Start of Supplied records
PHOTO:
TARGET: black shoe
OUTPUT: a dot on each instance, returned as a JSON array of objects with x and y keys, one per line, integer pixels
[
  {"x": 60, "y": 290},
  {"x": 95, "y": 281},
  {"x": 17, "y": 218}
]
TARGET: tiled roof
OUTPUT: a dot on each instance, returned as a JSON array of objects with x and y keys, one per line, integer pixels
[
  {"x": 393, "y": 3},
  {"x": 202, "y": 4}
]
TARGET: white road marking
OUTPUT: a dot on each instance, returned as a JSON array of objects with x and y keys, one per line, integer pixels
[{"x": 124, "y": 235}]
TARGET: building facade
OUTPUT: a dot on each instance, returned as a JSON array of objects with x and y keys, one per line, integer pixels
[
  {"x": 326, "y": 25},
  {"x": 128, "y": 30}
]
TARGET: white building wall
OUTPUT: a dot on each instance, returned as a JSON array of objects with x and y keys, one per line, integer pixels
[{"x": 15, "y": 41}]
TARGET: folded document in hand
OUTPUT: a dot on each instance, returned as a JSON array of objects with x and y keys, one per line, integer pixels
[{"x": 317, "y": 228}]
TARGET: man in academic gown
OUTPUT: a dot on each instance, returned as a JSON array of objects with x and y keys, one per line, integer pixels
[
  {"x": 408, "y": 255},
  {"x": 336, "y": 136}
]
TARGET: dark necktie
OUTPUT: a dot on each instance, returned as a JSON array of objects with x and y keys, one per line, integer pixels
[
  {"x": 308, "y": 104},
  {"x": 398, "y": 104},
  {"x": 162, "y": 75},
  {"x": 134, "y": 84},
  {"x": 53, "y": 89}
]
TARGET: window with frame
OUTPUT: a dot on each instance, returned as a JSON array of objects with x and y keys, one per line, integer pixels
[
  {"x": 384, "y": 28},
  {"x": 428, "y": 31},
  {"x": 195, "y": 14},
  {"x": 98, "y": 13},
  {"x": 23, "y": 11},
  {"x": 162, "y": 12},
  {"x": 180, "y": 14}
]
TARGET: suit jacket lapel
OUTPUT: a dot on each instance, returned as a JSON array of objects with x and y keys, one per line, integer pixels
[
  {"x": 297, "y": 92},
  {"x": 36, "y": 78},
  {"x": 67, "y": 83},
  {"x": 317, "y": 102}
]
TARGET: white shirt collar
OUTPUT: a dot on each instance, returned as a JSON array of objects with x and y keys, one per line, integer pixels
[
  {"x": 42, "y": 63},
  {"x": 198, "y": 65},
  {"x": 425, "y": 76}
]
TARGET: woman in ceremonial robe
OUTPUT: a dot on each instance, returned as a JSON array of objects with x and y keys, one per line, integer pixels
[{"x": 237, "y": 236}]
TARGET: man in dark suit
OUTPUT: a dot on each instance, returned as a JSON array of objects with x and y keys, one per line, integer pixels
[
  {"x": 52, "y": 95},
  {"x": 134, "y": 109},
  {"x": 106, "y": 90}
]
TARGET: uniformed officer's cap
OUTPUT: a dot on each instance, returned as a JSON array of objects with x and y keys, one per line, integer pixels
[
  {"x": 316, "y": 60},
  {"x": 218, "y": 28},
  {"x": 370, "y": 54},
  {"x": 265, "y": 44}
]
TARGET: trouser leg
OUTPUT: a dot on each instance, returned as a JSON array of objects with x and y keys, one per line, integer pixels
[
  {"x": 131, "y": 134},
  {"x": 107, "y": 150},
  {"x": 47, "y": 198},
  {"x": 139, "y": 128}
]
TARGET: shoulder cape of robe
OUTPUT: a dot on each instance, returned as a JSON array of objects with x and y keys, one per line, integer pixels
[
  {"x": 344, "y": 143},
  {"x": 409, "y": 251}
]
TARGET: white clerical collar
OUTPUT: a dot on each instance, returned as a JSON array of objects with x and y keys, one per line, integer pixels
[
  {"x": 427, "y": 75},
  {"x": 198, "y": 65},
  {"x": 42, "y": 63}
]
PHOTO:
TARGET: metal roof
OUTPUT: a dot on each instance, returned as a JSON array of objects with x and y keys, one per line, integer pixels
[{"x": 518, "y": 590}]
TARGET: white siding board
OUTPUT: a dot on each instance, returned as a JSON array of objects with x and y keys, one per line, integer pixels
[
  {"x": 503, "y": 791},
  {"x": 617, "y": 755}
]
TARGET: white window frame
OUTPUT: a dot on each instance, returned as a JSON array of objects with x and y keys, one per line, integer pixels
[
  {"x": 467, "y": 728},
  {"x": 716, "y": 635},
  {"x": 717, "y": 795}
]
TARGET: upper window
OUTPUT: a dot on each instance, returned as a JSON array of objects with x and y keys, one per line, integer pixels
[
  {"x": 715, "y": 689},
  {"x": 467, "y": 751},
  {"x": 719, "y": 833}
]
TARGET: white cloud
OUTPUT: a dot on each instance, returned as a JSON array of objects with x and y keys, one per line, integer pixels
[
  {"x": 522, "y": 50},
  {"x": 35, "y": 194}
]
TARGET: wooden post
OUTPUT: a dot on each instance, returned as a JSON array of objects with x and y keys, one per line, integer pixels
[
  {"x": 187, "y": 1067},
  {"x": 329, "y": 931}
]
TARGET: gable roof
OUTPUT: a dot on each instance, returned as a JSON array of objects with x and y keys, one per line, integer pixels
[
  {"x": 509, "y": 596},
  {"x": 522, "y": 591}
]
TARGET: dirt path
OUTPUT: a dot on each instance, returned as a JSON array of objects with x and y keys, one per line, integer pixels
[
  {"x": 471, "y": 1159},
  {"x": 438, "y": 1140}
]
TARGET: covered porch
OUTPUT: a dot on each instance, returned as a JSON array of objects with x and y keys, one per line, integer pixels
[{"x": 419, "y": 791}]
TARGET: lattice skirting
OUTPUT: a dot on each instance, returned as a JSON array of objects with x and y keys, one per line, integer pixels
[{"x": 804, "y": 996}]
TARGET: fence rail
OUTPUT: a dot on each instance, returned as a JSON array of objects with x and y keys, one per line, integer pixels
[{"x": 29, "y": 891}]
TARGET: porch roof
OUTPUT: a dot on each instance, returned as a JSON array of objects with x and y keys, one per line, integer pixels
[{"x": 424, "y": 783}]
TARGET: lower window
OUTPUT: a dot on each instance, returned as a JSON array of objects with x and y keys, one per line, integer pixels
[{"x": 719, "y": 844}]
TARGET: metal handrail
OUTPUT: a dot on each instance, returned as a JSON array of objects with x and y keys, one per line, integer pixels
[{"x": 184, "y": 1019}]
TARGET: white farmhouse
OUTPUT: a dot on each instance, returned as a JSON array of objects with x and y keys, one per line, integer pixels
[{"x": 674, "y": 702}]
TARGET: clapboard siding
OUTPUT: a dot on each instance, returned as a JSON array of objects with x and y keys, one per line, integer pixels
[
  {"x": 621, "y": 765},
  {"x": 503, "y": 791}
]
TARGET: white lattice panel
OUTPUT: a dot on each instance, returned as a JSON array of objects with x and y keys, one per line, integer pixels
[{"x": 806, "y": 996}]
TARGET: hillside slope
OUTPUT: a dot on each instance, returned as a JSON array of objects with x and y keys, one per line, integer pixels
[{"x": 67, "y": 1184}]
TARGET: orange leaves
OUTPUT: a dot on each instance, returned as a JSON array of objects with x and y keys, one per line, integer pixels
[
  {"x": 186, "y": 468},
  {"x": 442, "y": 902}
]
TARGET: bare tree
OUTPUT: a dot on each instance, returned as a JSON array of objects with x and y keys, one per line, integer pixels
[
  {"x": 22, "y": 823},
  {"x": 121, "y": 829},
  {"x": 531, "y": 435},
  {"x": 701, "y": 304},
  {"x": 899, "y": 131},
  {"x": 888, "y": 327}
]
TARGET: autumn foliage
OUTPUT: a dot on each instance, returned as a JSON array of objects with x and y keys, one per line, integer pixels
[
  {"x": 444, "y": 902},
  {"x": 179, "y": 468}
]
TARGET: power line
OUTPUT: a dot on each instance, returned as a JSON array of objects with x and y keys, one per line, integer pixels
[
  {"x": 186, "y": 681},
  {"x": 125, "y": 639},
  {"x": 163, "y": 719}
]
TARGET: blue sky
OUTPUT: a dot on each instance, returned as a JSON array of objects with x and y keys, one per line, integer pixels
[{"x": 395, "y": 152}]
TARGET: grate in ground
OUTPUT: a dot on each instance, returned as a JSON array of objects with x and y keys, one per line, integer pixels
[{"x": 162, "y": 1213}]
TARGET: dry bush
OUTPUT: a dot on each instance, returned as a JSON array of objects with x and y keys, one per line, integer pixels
End of Supplied records
Search the entries above for lines containing the word "white", and copy each one.

TARGET: white road marking
TARGET: white building wall
TARGET: white shirt collar
TARGET: white clerical collar
TARGET: white siding board
TARGET: white window frame
TARGET: white cloud
TARGET: white farmhouse
TARGET: white lattice panel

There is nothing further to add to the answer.